» **Extract provided**
# Gunners big reunion! :) *photos!*



## Sprocket (Oct 4, 2011)

This is the reward of adopting rescue dogs! 

We drove about 50 minutes to meet Gunners 3 siblings and his mom and all their owners. We met at a wonderful regional park that is entirely dedicated to dogs! There is bay water access for them, and a cafe/dog washing place. Quite the place! The owners are a great group of people with such big hearts. I can't describe the feeling I got when I met them all. I adored all the "kids" and the mom and all the people. I just love it and I cannot wait to meet again next year! :biggrin1:

All the owners recieved the collars I made for the dogs and put them on right away! :smile: We also met the fosters of Raja, the mom dog 


This is the 2 sisters Gigi and Maddie. We are pretty sure Maddie has a different father 









Gigi and Maddie with their owners  Now we found out that Gigi had broken her femur while in the shelter and when she was 4 months old, the owners took her to the vet for limping and found out out it. She had just had surgery about 7 weeks ago and will probably need another one. Maddie also had leg surgery but I cannot recall what it was for.










And the boys! Gunner and his brother Griffey don't look alike at all! LOL :wink:


----------



## Sprocket (Oct 4, 2011)

Griffey









Gunner with his nose in Maddies owners bag :biggrin:


----------



## Sprocket (Oct 4, 2011)

Our attempt at a group shot. They ARE all in there! 


































Pretty Maddie 









I love Gigi in this photo! 



















Brotherly LOVE!


----------



## Sprocket (Oct 4, 2011)

» **Information supplied**

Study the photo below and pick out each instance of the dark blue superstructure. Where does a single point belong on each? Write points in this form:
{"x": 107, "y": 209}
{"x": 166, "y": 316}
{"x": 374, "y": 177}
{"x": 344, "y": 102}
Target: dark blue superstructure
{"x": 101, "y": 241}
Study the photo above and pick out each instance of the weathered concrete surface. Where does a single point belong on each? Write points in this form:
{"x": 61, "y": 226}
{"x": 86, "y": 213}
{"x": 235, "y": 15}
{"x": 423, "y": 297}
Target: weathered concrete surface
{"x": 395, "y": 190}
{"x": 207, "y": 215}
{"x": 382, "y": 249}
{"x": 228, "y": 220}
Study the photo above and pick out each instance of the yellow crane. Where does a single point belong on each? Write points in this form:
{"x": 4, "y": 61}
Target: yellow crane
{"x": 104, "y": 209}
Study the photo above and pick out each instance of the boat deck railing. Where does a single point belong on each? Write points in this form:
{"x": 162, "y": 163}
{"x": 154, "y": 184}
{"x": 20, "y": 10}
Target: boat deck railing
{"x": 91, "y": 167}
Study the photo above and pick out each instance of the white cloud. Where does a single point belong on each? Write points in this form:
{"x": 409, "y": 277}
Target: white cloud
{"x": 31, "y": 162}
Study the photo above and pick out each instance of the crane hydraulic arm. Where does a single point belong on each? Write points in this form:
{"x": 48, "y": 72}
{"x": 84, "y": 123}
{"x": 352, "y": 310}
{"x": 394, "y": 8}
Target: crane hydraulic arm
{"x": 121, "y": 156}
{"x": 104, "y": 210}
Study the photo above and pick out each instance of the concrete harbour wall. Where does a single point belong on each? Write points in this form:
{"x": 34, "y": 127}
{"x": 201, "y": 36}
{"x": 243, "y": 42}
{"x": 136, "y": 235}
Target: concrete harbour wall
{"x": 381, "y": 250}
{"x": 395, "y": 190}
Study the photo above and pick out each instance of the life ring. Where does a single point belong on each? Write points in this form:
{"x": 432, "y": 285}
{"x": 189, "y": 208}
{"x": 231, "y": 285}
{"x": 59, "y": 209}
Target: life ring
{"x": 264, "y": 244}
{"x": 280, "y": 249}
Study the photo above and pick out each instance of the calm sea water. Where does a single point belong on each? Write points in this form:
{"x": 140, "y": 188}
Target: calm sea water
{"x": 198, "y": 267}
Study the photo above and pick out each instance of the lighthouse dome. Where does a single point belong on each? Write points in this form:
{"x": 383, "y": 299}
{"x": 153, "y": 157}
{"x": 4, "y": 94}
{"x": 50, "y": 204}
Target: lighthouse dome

» **Set of tasks**
1: Copy the part of the reunion thread that opens with "All the owners" and closes with "it was for.", and swap "collars" for "bandanas" in it.
2: In the reunion thread, what is the name of the mom dog?
The rows play no part in what comes next.

» **Exercise answers**
1:
All the owners recieved the bandanas I made for the dogs and put them on right away! :smile: We also met the fosters of Raja, the mom dog 


This is the 2 sisters Gigi and Maddie. We are pretty sure Maddie has a different father 









Gigi and Maddie with their owners  Now we found out that Gigi had broken her femur while in the shelter and when she was 4 months old, the owners took her to the vet for limping and found out out it. She had just had surgery about 7 weeks ago and will probably need another one. Maddie also had leg surgery but I cannot recall what it was for.

2: Raja.